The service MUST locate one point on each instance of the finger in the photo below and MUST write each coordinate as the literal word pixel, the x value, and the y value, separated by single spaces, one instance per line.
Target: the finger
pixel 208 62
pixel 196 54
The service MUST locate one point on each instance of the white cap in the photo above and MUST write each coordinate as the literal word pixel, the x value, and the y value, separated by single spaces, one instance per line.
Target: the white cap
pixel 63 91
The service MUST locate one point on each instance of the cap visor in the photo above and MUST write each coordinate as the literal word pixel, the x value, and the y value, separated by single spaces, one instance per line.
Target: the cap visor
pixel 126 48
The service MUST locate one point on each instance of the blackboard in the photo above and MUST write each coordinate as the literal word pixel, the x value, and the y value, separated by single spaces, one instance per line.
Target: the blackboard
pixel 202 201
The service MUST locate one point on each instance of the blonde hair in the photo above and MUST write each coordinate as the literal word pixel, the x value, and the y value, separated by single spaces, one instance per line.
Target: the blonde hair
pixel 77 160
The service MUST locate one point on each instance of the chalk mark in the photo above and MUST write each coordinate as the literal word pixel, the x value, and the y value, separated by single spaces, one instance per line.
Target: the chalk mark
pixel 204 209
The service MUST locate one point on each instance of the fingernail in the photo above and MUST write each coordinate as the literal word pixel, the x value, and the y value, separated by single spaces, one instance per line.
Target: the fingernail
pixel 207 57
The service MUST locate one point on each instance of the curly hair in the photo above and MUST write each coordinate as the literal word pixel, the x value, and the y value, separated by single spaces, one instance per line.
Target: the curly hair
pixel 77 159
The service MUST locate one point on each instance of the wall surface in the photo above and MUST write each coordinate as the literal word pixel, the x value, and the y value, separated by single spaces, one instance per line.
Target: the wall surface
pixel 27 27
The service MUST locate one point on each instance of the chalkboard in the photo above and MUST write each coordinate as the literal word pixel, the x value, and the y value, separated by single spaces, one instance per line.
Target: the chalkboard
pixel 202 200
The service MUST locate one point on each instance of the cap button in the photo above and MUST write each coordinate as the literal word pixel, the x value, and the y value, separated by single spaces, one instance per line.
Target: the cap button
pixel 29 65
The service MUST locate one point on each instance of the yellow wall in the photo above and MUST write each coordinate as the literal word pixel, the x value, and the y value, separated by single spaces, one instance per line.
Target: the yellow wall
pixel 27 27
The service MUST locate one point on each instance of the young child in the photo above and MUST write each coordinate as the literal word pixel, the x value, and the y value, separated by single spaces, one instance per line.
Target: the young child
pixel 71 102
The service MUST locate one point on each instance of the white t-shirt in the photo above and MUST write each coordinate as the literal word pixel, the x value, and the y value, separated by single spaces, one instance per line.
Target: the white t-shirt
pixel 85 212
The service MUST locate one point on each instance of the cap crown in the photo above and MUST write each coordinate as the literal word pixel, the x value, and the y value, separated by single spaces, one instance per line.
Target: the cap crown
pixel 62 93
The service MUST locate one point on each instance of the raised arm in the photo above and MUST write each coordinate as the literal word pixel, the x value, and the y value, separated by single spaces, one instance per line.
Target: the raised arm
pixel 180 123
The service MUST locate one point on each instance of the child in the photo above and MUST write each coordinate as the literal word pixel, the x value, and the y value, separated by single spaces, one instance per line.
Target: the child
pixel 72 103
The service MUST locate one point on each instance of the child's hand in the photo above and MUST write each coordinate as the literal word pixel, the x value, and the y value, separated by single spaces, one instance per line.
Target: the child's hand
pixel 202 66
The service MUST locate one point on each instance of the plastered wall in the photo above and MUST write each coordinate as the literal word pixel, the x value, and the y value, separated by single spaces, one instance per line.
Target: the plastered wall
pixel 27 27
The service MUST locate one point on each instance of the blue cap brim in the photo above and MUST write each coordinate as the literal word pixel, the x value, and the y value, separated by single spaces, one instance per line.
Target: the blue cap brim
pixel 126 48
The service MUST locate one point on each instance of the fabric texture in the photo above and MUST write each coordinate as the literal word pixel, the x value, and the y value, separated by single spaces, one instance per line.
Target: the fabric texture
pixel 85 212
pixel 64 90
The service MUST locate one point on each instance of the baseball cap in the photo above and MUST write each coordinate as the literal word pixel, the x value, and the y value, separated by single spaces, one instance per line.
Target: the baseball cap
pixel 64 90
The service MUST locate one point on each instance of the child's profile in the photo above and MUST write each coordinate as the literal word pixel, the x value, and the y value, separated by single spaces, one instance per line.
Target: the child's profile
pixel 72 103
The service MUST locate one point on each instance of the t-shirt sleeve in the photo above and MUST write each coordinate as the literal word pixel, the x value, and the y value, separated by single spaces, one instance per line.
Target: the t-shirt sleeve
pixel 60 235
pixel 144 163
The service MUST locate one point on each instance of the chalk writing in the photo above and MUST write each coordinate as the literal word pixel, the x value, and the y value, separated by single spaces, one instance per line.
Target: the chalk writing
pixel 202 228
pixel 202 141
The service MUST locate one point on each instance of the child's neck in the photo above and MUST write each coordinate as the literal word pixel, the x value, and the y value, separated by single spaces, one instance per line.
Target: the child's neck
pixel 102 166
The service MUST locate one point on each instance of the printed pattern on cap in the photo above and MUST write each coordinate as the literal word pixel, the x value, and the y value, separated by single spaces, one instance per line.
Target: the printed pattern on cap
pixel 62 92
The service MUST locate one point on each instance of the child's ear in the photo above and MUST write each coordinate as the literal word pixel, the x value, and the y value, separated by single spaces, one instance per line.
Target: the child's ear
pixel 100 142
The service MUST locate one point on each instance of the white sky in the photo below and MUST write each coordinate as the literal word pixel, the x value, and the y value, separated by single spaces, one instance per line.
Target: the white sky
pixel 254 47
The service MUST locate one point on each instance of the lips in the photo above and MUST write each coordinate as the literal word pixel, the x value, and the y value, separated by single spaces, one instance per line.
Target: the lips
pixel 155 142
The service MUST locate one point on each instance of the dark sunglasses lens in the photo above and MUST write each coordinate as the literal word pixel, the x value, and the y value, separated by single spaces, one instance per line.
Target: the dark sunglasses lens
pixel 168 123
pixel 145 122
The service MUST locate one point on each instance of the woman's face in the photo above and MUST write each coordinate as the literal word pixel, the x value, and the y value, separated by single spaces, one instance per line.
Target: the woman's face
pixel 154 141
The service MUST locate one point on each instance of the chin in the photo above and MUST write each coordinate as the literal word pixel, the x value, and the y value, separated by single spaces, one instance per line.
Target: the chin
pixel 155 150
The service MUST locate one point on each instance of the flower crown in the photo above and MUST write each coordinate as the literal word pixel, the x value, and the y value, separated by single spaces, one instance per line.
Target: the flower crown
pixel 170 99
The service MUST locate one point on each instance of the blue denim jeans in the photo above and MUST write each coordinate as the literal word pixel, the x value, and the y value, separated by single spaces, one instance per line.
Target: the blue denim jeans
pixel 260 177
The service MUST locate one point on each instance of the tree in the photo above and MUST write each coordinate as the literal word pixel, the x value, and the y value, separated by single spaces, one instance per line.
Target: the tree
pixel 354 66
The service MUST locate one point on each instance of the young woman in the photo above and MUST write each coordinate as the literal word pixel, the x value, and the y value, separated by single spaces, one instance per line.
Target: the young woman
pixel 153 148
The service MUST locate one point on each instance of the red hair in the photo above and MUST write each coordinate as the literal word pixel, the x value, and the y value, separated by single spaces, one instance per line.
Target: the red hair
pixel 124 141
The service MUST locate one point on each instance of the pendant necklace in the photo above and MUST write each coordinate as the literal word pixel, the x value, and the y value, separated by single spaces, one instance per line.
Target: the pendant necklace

- **Exercise description**: Reproduce all of the records above verbatim, keeping every line intact and in its original order.

- **Correct response**:
The service MUST locate one point on each instance of the finger in the photo below and MUST write each coordinate as the literal word pixel, the x value, and the y value, separated by single spaces, one instance per line.
Target: the finger
pixel 208 62
pixel 196 54
The service MUST locate one point on each instance of the white cap in the photo above and MUST write each coordinate as the literal word pixel, the x value, and the y value, separated by single spaces, one instance per line.
Target: the white cap
pixel 63 91
The service MUST locate one point on each instance of the cap visor in the photo above and MUST write each coordinate as the literal word pixel, the x value, and the y value, separated by single spaces, one instance per line.
Target: the cap visor
pixel 126 48
The service MUST locate one point on each instance of the blackboard in the photo above and MUST write each coordinate as the literal word pixel, the x value, and the y value, separated by single spaces, one instance per line.
Target: the blackboard
pixel 202 201
The service MUST locate one point on each instance of the blonde hair in the photo above and MUST write each coordinate as the literal word pixel, the x value, and the y value, separated by single spaces, one instance per line.
Target: the blonde hair
pixel 77 160
The service MUST locate one point on each instance of the chalk mark in the photo above and MUST write each coordinate as the literal word pixel, the x value, and the y value, separated by single spaces, one instance per line.
Target: the chalk mark
pixel 204 209
The service MUST locate one point on each instance of the fingernail in the photo above and MUST write each coordinate as the literal word pixel, the x value, and the y value, separated by single spaces, one instance per line.
Target: the fingernail
pixel 207 57
The service MUST locate one point on each instance of the curly hair in the photo above and MUST write each coordinate as the literal word pixel, the x value, and the y value, separated by single spaces, one instance per line.
Target: the curly hair
pixel 77 159
The service MUST locate one point on each instance of the wall surface in the photo above and MUST write each coordinate as the literal word pixel, the x value, and the y value, separated by single spaces, one instance per line.
Target: the wall surface
pixel 27 27
The service MUST locate one point on each instance of the chalkboard in the photo above and MUST write each coordinate as the literal word pixel, the x value, and the y value, separated by single spaces, one instance per line.
Target: the chalkboard
pixel 202 200
The service MUST locate one point on each instance of the cap button in the photo above and MUST write each coordinate as the literal word pixel, the x value, and the y value, separated by single spaces, one instance per line.
Target: the cap button
pixel 29 65
The service MUST locate one point on each instance of the yellow wall in the photo above and MUST write each coordinate as the literal word pixel, the x value, and the y value, separated by single spaces, one instance per line.
Target: the yellow wall
pixel 27 27
The service MUST locate one point on each instance of the young child in the photo above and MUST write each coordinate as the literal word pixel, the x value, and the y value, separated by single spaces, one instance per line.
Target: the young child
pixel 71 102
The service MUST locate one point on each instance of the white t-shirt in the photo above and MUST write each coordinate as the literal word pixel, the x value, and the y value, separated by single spaces, one instance per line.
Target: the white t-shirt
pixel 85 212
The service MUST locate one point on each instance of the cap crown in the photo above and MUST write each coordinate as the literal word pixel, the x value, and the y value, separated by single spaces, one instance per line.
Target: the cap crown
pixel 62 93
The service MUST locate one point on each instance of the raised arm in the photo above and MUST write each coordinate as the literal word pixel, the x value, and the y value, separated by single spaces, one instance per line.
Target: the raised arm
pixel 180 123
The service MUST locate one point on each instance of the child in the photo above and MUST write each coordinate as the literal word pixel, the x value, and the y value, separated by single spaces, one instance per line.
Target: the child
pixel 72 103
The service MUST locate one point on each instance of the child's hand in the photo above and MUST write each coordinate as the literal word pixel, the x value, and the y value, separated by single spaces, one instance per line.
Target: the child's hand
pixel 202 66
The service MUST locate one point on each instance of the plastered wall in the photo above and MUST write each coordinate as the literal word pixel, the x value, and the y value, separated by single spaces, one instance per line.
Target: the plastered wall
pixel 27 27
The service MUST locate one point on each instance of the blue cap brim in the photo above and MUST write each coordinate as the literal word pixel, the x value, and the y value, separated by single spaces, one instance per line.
Target: the blue cap brim
pixel 126 48
The service MUST locate one point on each instance of the fabric texture in the photo above and MUST write each coordinate as the literal word pixel, the x value, and the y value, separated by single spaces, one instance per line.
Target: the fabric texture
pixel 85 212
pixel 64 90
The service MUST locate one point on each instance of the baseball cap in the photo above and MUST write each coordinate as the literal word pixel, the x value, and the y value, separated by single spaces, one instance per line.
Target: the baseball cap
pixel 64 90
The service MUST locate one point on each instance of the child's profile in the photo above and MUST write each coordinate as the literal word pixel, the x value, and the y value, separated by single spaces, one instance per line.
Target: the child's profile
pixel 72 103
The service MUST locate one point on each instance of the t-shirt sleeve in the photo above and MUST write each coordinate as the literal word pixel, the x value, and the y value, separated by single spaces, one instance per line.
Target: the t-shirt sleeve
pixel 60 235
pixel 144 163
The service MUST locate one point on each instance of the chalk writing in the photo above and MUST write each coordinate as the literal word pixel, the x value, and the y value, separated by single spaces, one instance per line.
Target: the chalk writing
pixel 202 228
pixel 202 141
The service MUST locate one point on each instance of the child's neck in the photo above and MUST write each coordinate as the literal word pixel, the x value, and the y value, separated by single spaces, one instance per line.
Target: the child's neck
pixel 102 166
The service MUST locate one point on each instance of the printed pattern on cap in the photo above and MUST write each coordinate as the literal word pixel, the x value, and the y value, separated by single spaces, one instance per line.
Target: the printed pattern on cap
pixel 62 92
The service MUST locate one point on each instance of the child's ear in the photo above and MUST write each coordinate as the literal word pixel, the x value, and the y value, separated by single spaces, one instance per line.
Target: the child's ear
pixel 100 142
The service MUST locate one point on each instance of the white sky in the photo below and MUST write each coordinate as the literal word pixel, the x value, and the y value, separated by single spaces, one instance per line.
Target: the white sky
pixel 254 47
The service MUST locate one point on each instance of the lips in the photo above and MUST write each coordinate as the literal word pixel, the x value, and the y value, separated by single spaces, one instance per line.
Target: the lips
pixel 155 142
The service MUST locate one point on each instance of the dark sunglasses lens in the photo above and MUST write each coordinate as the literal word pixel, the x value, and the y value, separated by single spaces, one instance per line.
Target: the dark sunglasses lens
pixel 168 123
pixel 145 122
The service MUST locate one point on each instance of the woman's face in the photo above and MUST write each coordinate as the literal word pixel, the x value, and the y value, separated by single spaces, one instance per line.
Target: the woman's face
pixel 154 141
The service MUST locate one point on each instance of the chin in the photo above and MUST write each coordinate as the literal word pixel, the x value, and the y value, separated by single spaces, one instance per line.
Target: the chin
pixel 155 150
The service MUST locate one point on each instance of the flower crown in the photo above and MUST write each coordinate as the literal word pixel, the x value, and the y value, separated by single spaces, one instance per line.
Target: the flower crown
pixel 170 99
The service MUST locate one point on each instance of the blue denim jeans in the photo above and MUST write each coordinate as the literal word pixel, the x value, and the y value, separated by single spaces, one instance per line.
Target: the blue denim jeans
pixel 260 177
The service MUST locate one point on each instance of the tree in the photo above and MUST write each coordinate as the literal word pixel, the x value, and the y value, separated by single spaces, one instance per line.
Target: the tree
pixel 354 66
The service MUST locate one point on each instance of the young woman in the photo above and MUST write each coordinate as the literal word pixel, the x value, and the y value, separated by single spaces, one instance per line.
Target: the young woman
pixel 153 148
The service MUST locate one point on each instance of the red hair in the photo above and MUST write each coordinate as the literal word pixel, the x value, and the y value, separated by single spaces, one instance per line.
Target: the red hair
pixel 124 141
The service MUST locate one point on each instance of the pendant necklace in the photo above and MUST write each coordinate as the literal word pixel, the x value, and the y value, separated by single spaces, one instance per line.
Target: the pendant necklace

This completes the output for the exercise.